EXERCISE BRIEF:
Render every line of the records below as a numbered list, skipping any blank lines. Leave the pictures out.

--- Begin ---

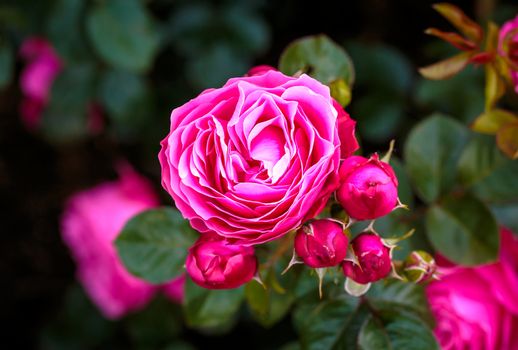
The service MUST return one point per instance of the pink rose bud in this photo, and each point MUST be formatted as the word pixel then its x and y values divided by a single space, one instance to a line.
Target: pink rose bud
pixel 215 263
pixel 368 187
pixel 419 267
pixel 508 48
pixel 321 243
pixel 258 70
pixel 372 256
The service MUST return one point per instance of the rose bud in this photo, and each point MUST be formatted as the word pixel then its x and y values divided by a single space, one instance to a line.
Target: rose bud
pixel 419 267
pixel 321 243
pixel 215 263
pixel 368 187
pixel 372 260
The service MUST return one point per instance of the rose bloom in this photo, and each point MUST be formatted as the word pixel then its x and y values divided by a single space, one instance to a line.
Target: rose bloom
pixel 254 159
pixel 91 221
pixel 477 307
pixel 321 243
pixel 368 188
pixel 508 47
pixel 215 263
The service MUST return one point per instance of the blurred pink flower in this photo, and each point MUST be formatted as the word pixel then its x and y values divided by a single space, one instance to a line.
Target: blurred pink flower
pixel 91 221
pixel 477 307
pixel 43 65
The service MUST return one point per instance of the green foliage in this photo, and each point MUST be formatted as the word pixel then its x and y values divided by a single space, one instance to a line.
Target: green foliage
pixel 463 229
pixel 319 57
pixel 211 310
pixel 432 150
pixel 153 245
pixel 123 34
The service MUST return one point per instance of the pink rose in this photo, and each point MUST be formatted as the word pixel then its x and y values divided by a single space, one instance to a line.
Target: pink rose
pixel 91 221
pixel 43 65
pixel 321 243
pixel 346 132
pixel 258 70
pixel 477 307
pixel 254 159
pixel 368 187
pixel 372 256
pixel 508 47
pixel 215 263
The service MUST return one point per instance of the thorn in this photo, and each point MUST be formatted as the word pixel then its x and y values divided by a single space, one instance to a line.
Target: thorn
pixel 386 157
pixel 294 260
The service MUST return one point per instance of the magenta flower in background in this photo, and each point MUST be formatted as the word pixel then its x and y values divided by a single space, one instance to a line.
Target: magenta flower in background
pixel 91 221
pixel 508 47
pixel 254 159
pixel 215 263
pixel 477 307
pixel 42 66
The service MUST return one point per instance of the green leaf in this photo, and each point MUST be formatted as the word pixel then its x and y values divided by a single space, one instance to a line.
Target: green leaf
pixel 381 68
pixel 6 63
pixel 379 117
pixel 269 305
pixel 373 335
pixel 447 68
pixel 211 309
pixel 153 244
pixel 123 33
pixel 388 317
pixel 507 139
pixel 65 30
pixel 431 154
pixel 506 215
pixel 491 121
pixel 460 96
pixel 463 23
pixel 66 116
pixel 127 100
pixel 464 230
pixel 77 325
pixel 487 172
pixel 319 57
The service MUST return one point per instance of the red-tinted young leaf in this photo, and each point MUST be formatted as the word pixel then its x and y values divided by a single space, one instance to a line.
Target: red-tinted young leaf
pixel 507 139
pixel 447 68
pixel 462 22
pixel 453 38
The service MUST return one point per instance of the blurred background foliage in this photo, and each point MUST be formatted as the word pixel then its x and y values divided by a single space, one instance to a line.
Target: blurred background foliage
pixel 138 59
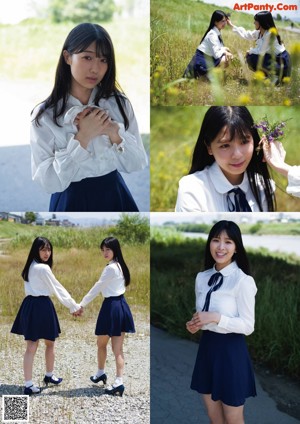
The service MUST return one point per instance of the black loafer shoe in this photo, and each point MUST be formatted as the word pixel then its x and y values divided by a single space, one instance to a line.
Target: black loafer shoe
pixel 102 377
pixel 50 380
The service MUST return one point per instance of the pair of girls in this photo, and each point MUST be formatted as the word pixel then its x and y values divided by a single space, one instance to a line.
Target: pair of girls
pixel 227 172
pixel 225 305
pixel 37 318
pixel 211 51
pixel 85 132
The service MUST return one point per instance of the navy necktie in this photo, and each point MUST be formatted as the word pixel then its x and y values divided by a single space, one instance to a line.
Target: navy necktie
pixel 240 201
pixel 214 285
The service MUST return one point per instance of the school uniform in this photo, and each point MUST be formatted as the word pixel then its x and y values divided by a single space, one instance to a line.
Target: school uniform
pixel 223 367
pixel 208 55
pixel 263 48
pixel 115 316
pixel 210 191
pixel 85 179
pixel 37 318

--- End ---

OUTPUT BELOW:
1. The service MUST return one point per instance of the pink rose bud in this photo, and each point MUST be formatted as the word pixel then its x and y values divided by a single space, one instance to a line.
2. Target: pink rose bud
3. pixel 215 263
4. pixel 368 187
5. pixel 419 267
6. pixel 508 48
7. pixel 321 243
8. pixel 258 70
9. pixel 372 256
10. The service MUST return one point per instance of the rose bud in this photo, and each point MUST be formatted as the word pixel then its x and y values divided by a single space, one instance to a line.
11. Target: rose bud
12. pixel 419 267
13. pixel 321 243
14. pixel 215 263
15. pixel 368 187
16. pixel 372 260
17. The service MUST return one point per instance of the rose bloom in this photo, and each point MUST be formatted as the word pixel then its x and y values divided by a single space, one instance to a line.
18. Target: rose bloom
19. pixel 254 159
20. pixel 91 221
21. pixel 477 307
22. pixel 321 243
23. pixel 368 188
24. pixel 508 47
25. pixel 215 263
26. The service MUST return one point per instance of the blurred pink flower in this photo, and each point MUST be formatted as the word pixel then its x and y values divided by a single space, one instance to a line.
27. Target: blurred pink flower
28. pixel 91 221
29. pixel 477 307
30. pixel 43 65
31. The service MUST return one point per instance of the green foliage in this photo, and each point MUST be formatted as the word pixel then its x and y values divided by a single space, one instance to a line.
32. Target: green foliage
33. pixel 463 229
34. pixel 319 57
35. pixel 211 310
36. pixel 432 150
37. pixel 153 245
38. pixel 123 34
39. The service MUST return one point per instance of the pink rose in this photo, and each point MUST be formatted as the word pixel then its x and y values divided by a single space, one instance to a line.
40. Target: pink rose
41. pixel 91 221
42. pixel 43 65
43. pixel 321 243
44. pixel 346 132
45. pixel 258 70
46. pixel 477 307
47. pixel 254 159
48. pixel 368 187
49. pixel 372 256
50. pixel 508 47
51. pixel 215 263
52. The service MUST return one point per instance of the thorn in this photo, and each point MUST be formatted as the word pixel then its x and y values divided by a single space, one instance to a line.
53. Target: thorn
54. pixel 386 157
55. pixel 294 260
56. The service MUST return one point per instance of the magenta flower in background in this photo, and each point MUST be formatted as the word pixel then its x and y values divided by a single space, one instance to a line.
57. Target: magenta flower in background
58. pixel 91 221
59. pixel 508 47
60. pixel 254 159
61. pixel 215 263
62. pixel 477 307
63. pixel 42 66
64. The service MUST return one point per instance of the green leaf in this photo, and each point MUST be formatted as the word pixel then its x and y values divided by a single space, one instance to a line.
65. Target: green leaf
66. pixel 381 68
67. pixel 6 63
68. pixel 379 117
69. pixel 269 305
70. pixel 373 335
71. pixel 447 68
72. pixel 211 309
73. pixel 153 244
74. pixel 123 33
75. pixel 388 317
76. pixel 507 139
77. pixel 65 30
78. pixel 431 154
79. pixel 506 215
80. pixel 491 121
81. pixel 460 96
82. pixel 463 23
83. pixel 66 116
84. pixel 127 100
85. pixel 464 230
86. pixel 77 325
87. pixel 487 172
88. pixel 319 57
89. The service MUST return one point per instance of the red-tinted young leaf in this photo, and each point MUST be formatted as the word pixel then its x and y values divided by a single space, one instance to a line.
90. Target: red-tinted young leaf
91. pixel 507 139
92. pixel 447 68
93. pixel 462 22
94. pixel 453 38
95. The service MUST return one point per instance of the blurred background foliage in this photo, and each point MUST be formatted as the word pixel then its x and y values divided by a single space, one instance to a line.
96. Target: blurred background foliage
97. pixel 138 59
98. The service MUST return one point per instance of the black loafer shoe in this photo, and each point MUST be formatted as the word pixel then its x and y values divided by a single space, one instance to a line.
99. Target: black loafer shoe
100. pixel 102 377
101. pixel 50 380
102. The service MUST return one point per instance of the pair of girls in this photo, and each point MUST be formatted as the word pixel then its x and y values divided by a single space, one instance to a line.
103. Target: pair of girls
104. pixel 227 172
105. pixel 225 305
106. pixel 37 318
107. pixel 211 51
108. pixel 85 132
109. The service MUST return one point per instance of the navy necktie in this photo, and each point MUST be formatted as the word pixel then its x and y values divided by a single space, one instance to a line.
110. Target: navy necktie
111. pixel 240 201
112. pixel 214 285
113. The service MUST return one point per instance of the school uniform in this photo, and each point MUST be formatted as the word pixel then its x and y values divided by a single space, one instance to a line.
114. Target: school uniform
115. pixel 223 367
116. pixel 208 55
117. pixel 263 48
118. pixel 115 316
119. pixel 210 191
120. pixel 85 179
121. pixel 37 318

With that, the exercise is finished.